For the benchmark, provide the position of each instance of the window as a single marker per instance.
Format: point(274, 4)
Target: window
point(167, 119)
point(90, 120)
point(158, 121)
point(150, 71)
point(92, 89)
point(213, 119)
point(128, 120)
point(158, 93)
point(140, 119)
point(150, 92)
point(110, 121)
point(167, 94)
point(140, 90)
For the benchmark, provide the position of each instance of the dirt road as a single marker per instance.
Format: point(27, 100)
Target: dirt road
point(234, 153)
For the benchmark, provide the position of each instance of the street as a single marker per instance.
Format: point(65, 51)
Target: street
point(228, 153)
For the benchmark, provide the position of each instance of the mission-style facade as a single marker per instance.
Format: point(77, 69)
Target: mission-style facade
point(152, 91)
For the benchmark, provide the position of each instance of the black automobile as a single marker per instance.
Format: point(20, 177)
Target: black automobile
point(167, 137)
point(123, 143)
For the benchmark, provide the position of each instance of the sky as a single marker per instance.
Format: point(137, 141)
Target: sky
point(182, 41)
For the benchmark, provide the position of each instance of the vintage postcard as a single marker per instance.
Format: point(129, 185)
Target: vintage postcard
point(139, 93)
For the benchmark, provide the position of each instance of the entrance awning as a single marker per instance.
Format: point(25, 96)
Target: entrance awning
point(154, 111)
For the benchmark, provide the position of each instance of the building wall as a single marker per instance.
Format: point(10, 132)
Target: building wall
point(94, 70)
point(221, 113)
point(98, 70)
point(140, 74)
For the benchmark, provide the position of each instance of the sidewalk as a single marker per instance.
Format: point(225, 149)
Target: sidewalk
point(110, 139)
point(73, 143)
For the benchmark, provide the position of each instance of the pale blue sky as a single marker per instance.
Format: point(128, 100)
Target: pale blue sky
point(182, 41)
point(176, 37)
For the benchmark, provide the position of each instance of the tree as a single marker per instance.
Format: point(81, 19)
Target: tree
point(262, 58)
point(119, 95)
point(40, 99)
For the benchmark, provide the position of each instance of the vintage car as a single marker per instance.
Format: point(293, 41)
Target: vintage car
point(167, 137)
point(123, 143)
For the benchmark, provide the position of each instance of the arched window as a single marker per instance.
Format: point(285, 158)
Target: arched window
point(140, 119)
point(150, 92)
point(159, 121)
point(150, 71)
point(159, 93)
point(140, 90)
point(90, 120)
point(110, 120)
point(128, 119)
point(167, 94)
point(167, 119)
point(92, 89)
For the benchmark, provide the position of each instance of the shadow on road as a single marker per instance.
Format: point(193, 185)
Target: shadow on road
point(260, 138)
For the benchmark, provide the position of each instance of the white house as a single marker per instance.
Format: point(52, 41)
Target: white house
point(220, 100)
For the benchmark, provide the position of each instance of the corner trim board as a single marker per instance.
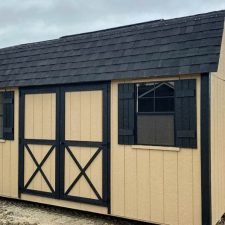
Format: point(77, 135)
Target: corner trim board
point(205, 150)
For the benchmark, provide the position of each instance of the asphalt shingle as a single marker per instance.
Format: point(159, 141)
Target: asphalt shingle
point(157, 48)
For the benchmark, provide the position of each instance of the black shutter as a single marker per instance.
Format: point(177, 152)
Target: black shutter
point(126, 113)
point(8, 115)
point(185, 113)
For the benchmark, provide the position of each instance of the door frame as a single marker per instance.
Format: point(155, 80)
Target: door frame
point(105, 88)
point(23, 141)
point(60, 90)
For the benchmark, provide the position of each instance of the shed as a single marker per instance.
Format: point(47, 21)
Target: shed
point(127, 122)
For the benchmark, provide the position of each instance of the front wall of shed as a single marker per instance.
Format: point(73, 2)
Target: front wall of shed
point(161, 185)
point(9, 158)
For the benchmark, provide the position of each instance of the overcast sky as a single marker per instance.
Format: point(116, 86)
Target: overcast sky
point(23, 21)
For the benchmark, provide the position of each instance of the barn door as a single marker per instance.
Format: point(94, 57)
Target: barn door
point(85, 144)
point(64, 143)
point(39, 142)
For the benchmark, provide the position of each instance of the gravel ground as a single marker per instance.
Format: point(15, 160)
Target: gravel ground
point(23, 213)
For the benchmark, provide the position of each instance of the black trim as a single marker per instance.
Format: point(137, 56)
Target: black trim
point(205, 150)
point(83, 143)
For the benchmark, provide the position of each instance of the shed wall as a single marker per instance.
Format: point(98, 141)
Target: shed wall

——————————

# [Given instruction]
Render all of the data above as a JSON list of strings, one string per line, with blank lines left out. Leave the pictures out of the answer.

# [Reply]
[
  "For the benchmark, provide the position of each instance of the window as a single marker per instance.",
  "Format: point(274, 4)",
  "Target: window",
  "point(167, 119)",
  "point(90, 120)",
  "point(158, 121)",
  "point(150, 71)",
  "point(92, 89)",
  "point(213, 119)",
  "point(128, 120)",
  "point(158, 93)",
  "point(140, 119)",
  "point(150, 92)",
  "point(110, 121)",
  "point(167, 94)",
  "point(140, 90)",
  "For the benchmark, provide the position of each instance of the dirt road as a single marker per instance.",
  "Format: point(27, 100)",
  "Target: dirt road",
  "point(234, 153)",
  "For the benchmark, provide the position of each instance of the street as a single marker per instance.",
  "Format: point(65, 51)",
  "Target: street",
  "point(228, 153)",
  "For the benchmark, provide the position of each instance of the mission-style facade as a single marker per instance.",
  "Format: point(77, 69)",
  "Target: mission-style facade",
  "point(152, 91)",
  "For the benchmark, provide the position of each instance of the black automobile as a single marker per instance.",
  "Format: point(20, 177)",
  "Target: black automobile",
  "point(167, 137)",
  "point(123, 143)",
  "For the benchmark, provide the position of each instance of the sky as a single marker per instance.",
  "Format: point(137, 141)",
  "Target: sky",
  "point(182, 41)",
  "For the benchmark, provide the position of each instance of the vintage postcard as a single marker per instance.",
  "Format: point(129, 185)",
  "Target: vintage postcard",
  "point(139, 93)",
  "For the benchmark, provide the position of each instance of the entrance awning as a single marker per instance.",
  "Format: point(25, 96)",
  "Target: entrance awning",
  "point(154, 111)",
  "For the benchmark, provide the position of each instance of the building wall as a single marker per instance.",
  "Format: point(10, 132)",
  "Target: building wall",
  "point(94, 70)",
  "point(221, 113)",
  "point(98, 70)",
  "point(140, 74)",
  "For the benchmark, provide the position of each instance of the sidewalk as a single marker per instance.",
  "Format: point(225, 149)",
  "Target: sidewalk",
  "point(110, 139)",
  "point(73, 143)",
  "For the benchmark, provide the position of each instance of the pale blue sky as a single marker per instance.",
  "Format: point(128, 100)",
  "Target: pale blue sky",
  "point(182, 41)",
  "point(176, 37)",
  "For the benchmark, provide the position of each instance of the tree as a single marker per instance.",
  "Format: point(81, 19)",
  "Target: tree",
  "point(262, 58)",
  "point(119, 95)",
  "point(40, 99)",
  "For the benchmark, provide the position of each instance of the vintage car as a single marker per instance.",
  "Format: point(293, 41)",
  "Target: vintage car",
  "point(167, 137)",
  "point(123, 143)",
  "For the benchmark, provide the position of each instance of the arched window as a single marker per instance.",
  "Format: point(285, 158)",
  "Target: arched window",
  "point(140, 119)",
  "point(150, 92)",
  "point(159, 121)",
  "point(150, 71)",
  "point(159, 93)",
  "point(140, 90)",
  "point(90, 120)",
  "point(110, 120)",
  "point(128, 119)",
  "point(167, 94)",
  "point(167, 119)",
  "point(92, 89)",
  "For the benchmark, provide the position of each instance of the shadow on road as a single marker per instance.",
  "Format: point(193, 185)",
  "Target: shadow on road",
  "point(260, 138)",
  "For the benchmark, provide the position of each instance of the white house as a single marker per instance.",
  "Format: point(52, 41)",
  "Target: white house",
  "point(220, 100)",
  "For the benchmark, provide the position of each instance of the corner trim board as a single marker per instance.",
  "Format: point(77, 135)",
  "Target: corner trim board",
  "point(205, 150)",
  "For the benchmark, provide the position of each instance of the asphalt shingle as a single marker per instance.",
  "Format: point(159, 141)",
  "Target: asphalt shingle",
  "point(157, 48)",
  "For the benchmark, provide the position of each instance of the black shutter as a single marker per instance.",
  "Format: point(177, 152)",
  "Target: black shutter",
  "point(126, 113)",
  "point(8, 115)",
  "point(185, 113)",
  "For the benchmark, provide the position of each instance of the door frame as a single marker per instance.",
  "Format: point(155, 80)",
  "Target: door frame",
  "point(105, 88)",
  "point(23, 141)",
  "point(60, 90)",
  "For the benchmark, provide the position of each instance of the shed as a single marker per instance.",
  "Format: point(47, 21)",
  "Target: shed",
  "point(127, 122)",
  "For the benchmark, provide the position of each instance of the front wall of shed as a single marker per instance.",
  "Format: point(73, 2)",
  "Target: front wall of shed",
  "point(161, 185)",
  "point(9, 158)",
  "For the benchmark, provide the position of each instance of the overcast sky as a single marker per instance.",
  "Format: point(116, 86)",
  "Target: overcast sky",
  "point(23, 21)",
  "For the benchmark, provide the position of each instance of the barn door as a single marker per instance.",
  "Format: point(94, 57)",
  "Target: barn door",
  "point(85, 144)",
  "point(64, 143)",
  "point(39, 142)",
  "For the benchmark, provide the position of each instance of the gravel ground as a single marker per instance.",
  "Format: point(15, 160)",
  "Target: gravel ground",
  "point(23, 213)",
  "For the benchmark, provide the position of each instance of the black trim as a single marker per instance.",
  "Format: point(137, 56)",
  "Target: black trim",
  "point(205, 150)",
  "point(83, 143)",
  "For the benchmark, provide the position of each instance of the shed wall as a single marker per instance.",
  "Format: point(98, 141)",
  "Target: shed wall"
]